Continue the text on single-file Python executables for macOS, starting right after its last sentence.

=== Given text ===
★ ★ ★ ★ ★

If this is giving you déjà vu, I’ve gestured at this general concept more vaguely in a few places, including tweeting6 about it in 2019, saying vaguely similar stuff:
If you're making a packaging tool for Python, stop trying to make single-file executables. They are a pointless technical flourish. You need to build:
— glyph ⎷⃣ (@glyph) August 5, 2019
• .app bundles
• .deb/.rpm/flatpack packages
• container images
• .msi installers
• Homebrew formulæ
• a codesigning pipeline
Everything I’ve written here so far is debatable.
You can find that debate both in replies to that original tweet and in various other comments and posts elsewhere that I’ve grumbled about this. I still don’t agree with that criticism, but there are very clever people working on complex tools which are slowly gaining popularity and might be making the overall packaging situation better.
So while I think we should in general direct efforts more towards integrating with full-featured packaging standards, I don’t want to yuck anybody’s yum when it comes to producing clean single-file executables in general. If you want to build that tool and it turns out to be a more useful building block than I’m giving it credit for, knock yourself out.
However, in addition to having a comprehensive write-up of my previously-stated opinions here, I want to impart a more concrete, less debatable issue. To wit: single-file executables as a distribution mechanism, specifically on macOS is not only sub-optimal, but a complete waste of time.
Late last year, Hynek wrote a great post about his desire for, and experience of, packaging a single-file binary for multiple platforms. This should serve as an illustrative example of my point here. I don’t want to pick on Hynek. Prominent Python programmers wish for this all the time.. In fact, Hynek also did the thing I said is a good idea here, and did, in fact, create a Homebrew tap, and that’s the one the README recommends.
So since he kindly supplied a perfect case-study of the contrasting options, let’s contrast them!
The first thing I notice is that the Homebrew version is Apple Silicon native,
whereas the single-file binary is still x86_64, as the brew
build and test
infrastructure apparently deals with architectural differences (probably pretty
easy given it can use Homebrew’s existing Python build) but the more
hand-rolled PyOxidizer
setup
builds only for the host platform, which in this case is still an Intel mac
thanks to GitHub dragging their feet.
The second is that the Homebrew version runs as I expect it to. I run
doc2dash
in my terminal and I see Usage: doc2dash [OPTIONS] SOURCE
, as I
should.
So, A+ on the Homebrew tap. No notes. I did not have to know anything about Python being in the loop at all here, it “just works” like every Ruby, Clojure, Rust, or Go tool I’ve installed with the same toolchain.
Over to the single-file brew-less version.
Beyond the architecture being emulated and having to download Rosetta28, I
have to note that this “single file” binary already comes in a zip file, since
it needs to include the license in a separate file.7 Now that it’s
unarchived, I have some choices to make about where to put it on my $PATH
.
But let’s ignore that for now and focus on the experience of running it. I
fire up a terminal, and run cd Downloads/doc2dash.x86_64-apple-darwin/
and
then ./doc2dash
.
Now we hit the more intractable problem:
The executable does not launch because it is neither code-signed nor notarized. I’m not going to go through the actual demonstration here, because you already know how annoying this is, and also, you can’t actually do it.
Code-signing is more or less fine. The codesign
tool will do its thing, and
that will change the wording in the angry dialog box from something about an
“unidentified developer” to being “unable to check for malware”, which is not
much of a help. You still need to notarize it, and notarization can’t work.

★ ★ ★ ★ ★

=== Data extract ===
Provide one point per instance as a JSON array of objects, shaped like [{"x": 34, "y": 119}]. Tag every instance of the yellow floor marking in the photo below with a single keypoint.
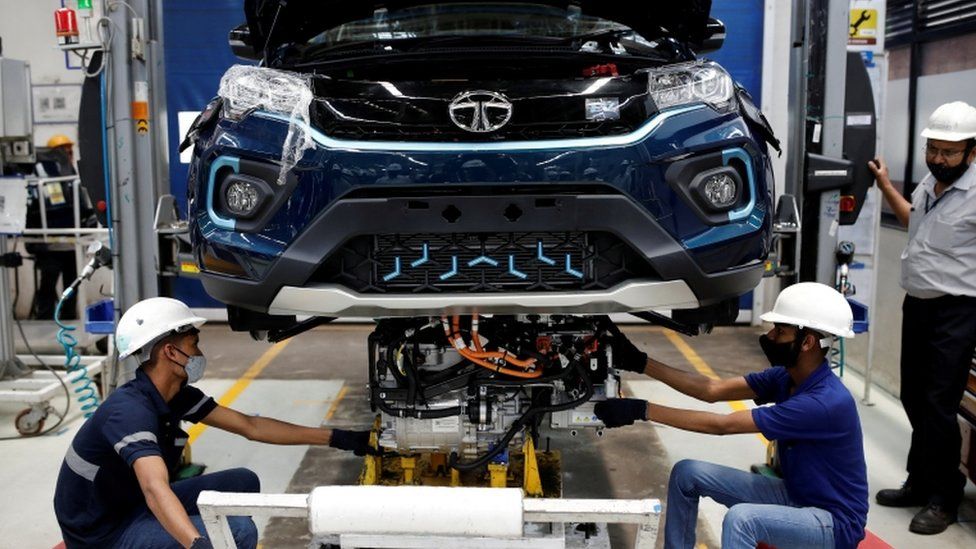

★ ★ ★ ★ ★

=== Task response ===
macOS really wants your executable code to be in a bundle (i.e., an App) so
that it can know various things about its provenance and structure. CLI tools
are expected to be in the operating system, or managed by a tool like brew
that acts like a sort of bootleg secondary operating-system-ish thing and knows
how to manage binaries.
If it isn’t in a bundle, then it needs to be in a platform-specific .pkg
file, which is installed with the built-in Installer app. This is because
apple cannot notarize a stand-alone binary executable file.
Part of the notarization process involves stapling an external “notarization
ticket” to your code, and if you’ve only got a single file, it has nowhere to
put that ticket. You can’t even submit a stand-alone binary; you have to
package it in a format that is legible to Apple’s notarization service, which
for a pure-CLI tool, means a
.pkg
.
What about corporate distributions of proprietary command-line tools, like the
1Password CLI? Oh look, their official instructions also tell you to use
their Homebrew formula
too. Homebrew
really is the standard developer-CLI platform at this point for macOS. When
1Password distributes stuff outside of Homebrew, as with their beta
builds, it’s stuff
that lives in a .pkg
as well.
It is possible to work around all of this.
I could open the unzipped file, right-click on the CLI tool, go to “Open”, get a subtly differently worded error dialog, like this…
…watch it open Terminal for me and then exit, then wait multiple seconds for it to run each time I want to re-run it at the command line. Did I mention that? The single-file option takes 2-3 seconds doing who-knows what (maybe some kind of security check, maybe pyoxidizer overhead, I don’t know) but the Homebrew version starts imperceptibly instantly.
Also, I then need to manually re-do this process in the GUI every time I want to update it.
If you know about the magic of how this all actually works, you can also do
xattr -d com.apple.quarantine doc2dash
by hand, but I feel like xattr -d
is
a step lower down in the user-friendliness hierarchy than python3 -m pip
install
9, and not only because making a habit of clearing quarantine
attributes manually is a little like cutting the brake lines on Gatekeeper’s
ability to keep out malware.
But the point of distributing a single-file binary is to make it “easy” for end users, and is explaining gatekeeper’s integrity verification accomplishing that goal?
Apple’s effectively mandatory code-signing verification on macOS is far out ahead of other desktop platforms right now, both in terms of its security and in terms of its obnoxiousness. But every mobile platform is like this, and I think that as everyone gets more and more panicked about malicious interference with software delivery, we’re going to see more and more official requirements that software must come packaged in one of these containers.
Microsoft will probably fix their absolute trash-fire of a codesigning system one day too. I predict that something vaguely like this will eventually even come to most Linux distributions. Not necessarily a prohibition on individual binaries like this, or like a GUI launch-prevention tool, but some sort of requirement imposed by the OS that every binary file be traceable to some sort of package, maybe enforced with some sort of annoying AppArmor profile if you don’t do it.
The practical, immediate message today is: “don’t bother producing a single-file binary for macOS users, we don’t want it and we will have a hard time using it”. But the longer term message is that focusing on creating single-file binaries is, in general, skating to where the puck used to be.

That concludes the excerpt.